Requirements: Pictures aside, write out every record exactly as it appears.

[START OF Data section]

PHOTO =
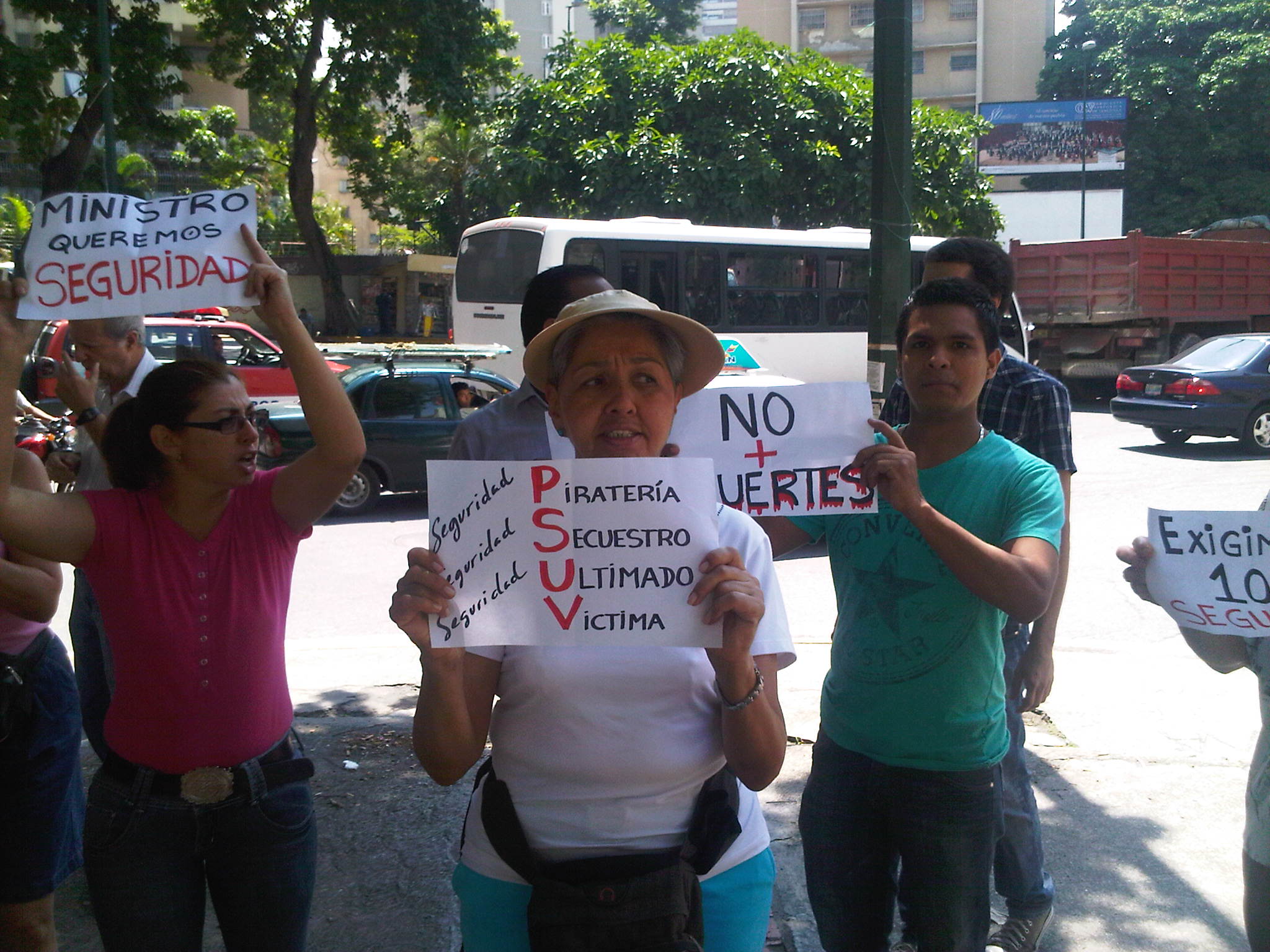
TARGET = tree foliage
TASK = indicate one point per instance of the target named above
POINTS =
(357, 71)
(729, 131)
(673, 20)
(56, 131)
(1197, 74)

[END OF Data section]

The completed task:
PHOTO =
TARGET = tree foliage
TASK = indicate one point per instance of the target named above
POINTS =
(357, 71)
(729, 131)
(673, 20)
(56, 131)
(1197, 74)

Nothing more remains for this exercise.